Below is a listing; repeat exactly the lines from the one containing "Category: white t-shirt" to the one containing "Category: red and white zigzag dress", both included.
** Opening Extracted data block **
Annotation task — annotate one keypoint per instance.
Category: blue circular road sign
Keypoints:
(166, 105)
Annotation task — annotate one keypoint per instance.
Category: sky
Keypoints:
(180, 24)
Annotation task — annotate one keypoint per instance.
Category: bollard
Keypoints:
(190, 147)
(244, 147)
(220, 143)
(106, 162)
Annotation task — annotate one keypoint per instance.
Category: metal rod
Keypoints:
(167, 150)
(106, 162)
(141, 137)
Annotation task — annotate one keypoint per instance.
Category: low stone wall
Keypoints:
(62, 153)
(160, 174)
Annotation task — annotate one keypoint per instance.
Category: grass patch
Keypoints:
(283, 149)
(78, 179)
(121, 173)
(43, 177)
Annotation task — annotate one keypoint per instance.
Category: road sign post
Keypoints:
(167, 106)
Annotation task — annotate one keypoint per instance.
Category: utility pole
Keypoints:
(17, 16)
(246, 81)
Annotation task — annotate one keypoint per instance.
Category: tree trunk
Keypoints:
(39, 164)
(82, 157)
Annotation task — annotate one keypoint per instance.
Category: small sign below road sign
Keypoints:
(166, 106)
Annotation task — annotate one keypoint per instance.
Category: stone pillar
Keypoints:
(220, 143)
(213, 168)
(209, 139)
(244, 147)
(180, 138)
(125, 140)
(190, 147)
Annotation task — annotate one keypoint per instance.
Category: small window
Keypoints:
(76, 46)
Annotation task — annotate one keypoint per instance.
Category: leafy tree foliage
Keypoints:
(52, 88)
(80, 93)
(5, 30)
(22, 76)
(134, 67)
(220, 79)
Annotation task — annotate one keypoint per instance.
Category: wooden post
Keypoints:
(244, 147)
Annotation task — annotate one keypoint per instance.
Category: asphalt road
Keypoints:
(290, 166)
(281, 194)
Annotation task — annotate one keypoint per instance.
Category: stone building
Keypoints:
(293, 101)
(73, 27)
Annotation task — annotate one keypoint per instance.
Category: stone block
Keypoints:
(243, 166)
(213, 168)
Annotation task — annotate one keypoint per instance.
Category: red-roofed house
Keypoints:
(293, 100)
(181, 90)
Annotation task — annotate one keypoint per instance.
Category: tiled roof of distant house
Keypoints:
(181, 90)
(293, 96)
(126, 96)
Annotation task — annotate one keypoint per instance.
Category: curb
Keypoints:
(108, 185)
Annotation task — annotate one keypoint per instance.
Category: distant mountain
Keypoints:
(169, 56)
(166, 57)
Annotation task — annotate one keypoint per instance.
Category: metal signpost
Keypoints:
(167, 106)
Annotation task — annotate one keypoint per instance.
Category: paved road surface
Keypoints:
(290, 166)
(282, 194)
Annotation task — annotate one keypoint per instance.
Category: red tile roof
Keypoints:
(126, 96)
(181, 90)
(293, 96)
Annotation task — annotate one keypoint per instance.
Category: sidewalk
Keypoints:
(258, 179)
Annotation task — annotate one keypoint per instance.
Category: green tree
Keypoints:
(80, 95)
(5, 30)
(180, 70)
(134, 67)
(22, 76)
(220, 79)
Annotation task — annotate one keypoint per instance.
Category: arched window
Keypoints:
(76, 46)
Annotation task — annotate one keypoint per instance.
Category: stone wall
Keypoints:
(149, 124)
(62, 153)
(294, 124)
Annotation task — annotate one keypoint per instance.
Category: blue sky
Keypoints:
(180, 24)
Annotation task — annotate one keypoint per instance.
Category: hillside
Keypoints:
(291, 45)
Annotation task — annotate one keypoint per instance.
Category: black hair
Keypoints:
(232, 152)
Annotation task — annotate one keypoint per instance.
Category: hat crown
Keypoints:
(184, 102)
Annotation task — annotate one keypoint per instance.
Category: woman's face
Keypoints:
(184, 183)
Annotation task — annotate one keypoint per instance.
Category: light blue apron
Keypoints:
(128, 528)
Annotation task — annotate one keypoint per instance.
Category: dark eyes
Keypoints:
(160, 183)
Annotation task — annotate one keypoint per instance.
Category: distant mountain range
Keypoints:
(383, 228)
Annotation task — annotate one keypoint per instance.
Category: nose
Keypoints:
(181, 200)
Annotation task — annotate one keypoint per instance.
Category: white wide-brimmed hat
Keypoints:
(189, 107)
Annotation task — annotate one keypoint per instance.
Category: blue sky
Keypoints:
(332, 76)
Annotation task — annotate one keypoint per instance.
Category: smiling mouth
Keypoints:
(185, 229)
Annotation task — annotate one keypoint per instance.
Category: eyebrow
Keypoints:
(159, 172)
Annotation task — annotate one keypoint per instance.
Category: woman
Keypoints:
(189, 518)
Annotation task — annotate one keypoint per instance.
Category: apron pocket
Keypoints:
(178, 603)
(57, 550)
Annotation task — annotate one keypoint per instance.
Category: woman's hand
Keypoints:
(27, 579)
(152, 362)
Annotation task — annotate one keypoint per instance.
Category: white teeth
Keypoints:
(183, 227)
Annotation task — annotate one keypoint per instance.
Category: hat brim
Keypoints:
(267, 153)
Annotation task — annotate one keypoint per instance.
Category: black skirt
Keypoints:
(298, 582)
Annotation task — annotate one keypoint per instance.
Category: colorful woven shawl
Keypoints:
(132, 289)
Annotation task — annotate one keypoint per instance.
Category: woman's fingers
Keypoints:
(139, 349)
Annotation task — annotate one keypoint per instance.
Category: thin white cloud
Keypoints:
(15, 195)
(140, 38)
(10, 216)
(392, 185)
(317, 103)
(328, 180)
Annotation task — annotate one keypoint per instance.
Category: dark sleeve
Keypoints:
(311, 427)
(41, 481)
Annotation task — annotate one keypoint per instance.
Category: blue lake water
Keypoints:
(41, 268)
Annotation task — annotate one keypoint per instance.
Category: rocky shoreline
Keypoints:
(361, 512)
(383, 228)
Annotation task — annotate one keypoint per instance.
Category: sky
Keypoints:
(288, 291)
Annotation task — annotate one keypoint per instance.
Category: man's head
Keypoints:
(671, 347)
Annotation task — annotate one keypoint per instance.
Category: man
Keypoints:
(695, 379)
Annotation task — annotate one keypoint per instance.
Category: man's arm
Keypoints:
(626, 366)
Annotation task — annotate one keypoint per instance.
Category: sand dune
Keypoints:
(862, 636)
** Closing Extracted data block **
** Opening Extracted data block **
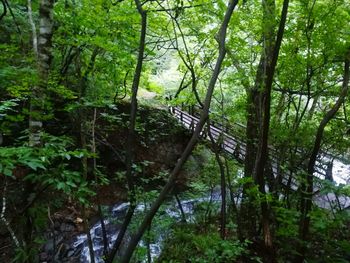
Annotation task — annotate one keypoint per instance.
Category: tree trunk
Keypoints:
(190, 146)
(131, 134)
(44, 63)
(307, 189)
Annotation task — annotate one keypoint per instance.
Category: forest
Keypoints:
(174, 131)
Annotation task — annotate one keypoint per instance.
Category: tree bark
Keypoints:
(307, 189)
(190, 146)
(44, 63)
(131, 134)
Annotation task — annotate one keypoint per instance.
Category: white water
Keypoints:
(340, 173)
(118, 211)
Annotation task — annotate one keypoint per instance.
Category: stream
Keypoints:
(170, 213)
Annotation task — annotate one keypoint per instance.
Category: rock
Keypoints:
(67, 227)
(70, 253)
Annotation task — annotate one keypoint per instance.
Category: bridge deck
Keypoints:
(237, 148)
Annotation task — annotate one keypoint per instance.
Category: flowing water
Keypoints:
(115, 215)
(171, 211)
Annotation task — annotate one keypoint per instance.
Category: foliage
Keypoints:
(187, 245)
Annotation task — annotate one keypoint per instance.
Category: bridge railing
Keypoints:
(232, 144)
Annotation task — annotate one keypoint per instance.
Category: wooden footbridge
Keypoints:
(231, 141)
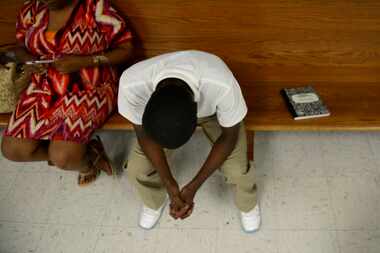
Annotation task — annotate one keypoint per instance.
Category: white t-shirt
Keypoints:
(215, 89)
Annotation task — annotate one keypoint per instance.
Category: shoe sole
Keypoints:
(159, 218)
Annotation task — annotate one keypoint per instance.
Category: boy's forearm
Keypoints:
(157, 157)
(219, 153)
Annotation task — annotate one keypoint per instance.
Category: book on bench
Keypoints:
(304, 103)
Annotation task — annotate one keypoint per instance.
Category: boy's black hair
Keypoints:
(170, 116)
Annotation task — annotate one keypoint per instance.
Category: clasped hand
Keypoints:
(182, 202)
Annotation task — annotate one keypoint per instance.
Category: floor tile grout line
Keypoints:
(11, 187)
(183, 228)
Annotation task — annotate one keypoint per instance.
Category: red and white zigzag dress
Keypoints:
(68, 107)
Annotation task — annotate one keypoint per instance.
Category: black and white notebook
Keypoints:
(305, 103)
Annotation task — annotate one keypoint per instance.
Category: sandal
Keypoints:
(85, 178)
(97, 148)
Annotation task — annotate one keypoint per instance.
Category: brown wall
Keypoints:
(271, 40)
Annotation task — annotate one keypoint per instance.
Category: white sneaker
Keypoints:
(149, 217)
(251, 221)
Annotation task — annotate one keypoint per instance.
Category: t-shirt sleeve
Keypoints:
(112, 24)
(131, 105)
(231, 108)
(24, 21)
** Closing Extracted data block **
**Output of the exercise**
Category: white t-shirt
Keypoints:
(215, 89)
Annotation task — annotate one keypoint per instance.
Category: shoe sole
Keypoints:
(159, 218)
Annotation task — annotate one keypoint per instance.
Category: boy's forearm
Keypoints:
(157, 157)
(219, 153)
Annotation task — annotate one keypoint per instance.
Category: book on bench
Keypoints:
(304, 103)
Annotation task — annotate one keypoint per instance.
Category: boy's black hair
Keypoints:
(170, 116)
Annotation task — annotate one keypoint per instance.
Category: clasped hand
Keypoints:
(182, 202)
Annotation task — annotate one keypoint per instance.
Category: floor tile grout line
Keypoints:
(11, 187)
(183, 228)
Annotation task — annotate one keypoint per instance.
Category: red and white zigzag dress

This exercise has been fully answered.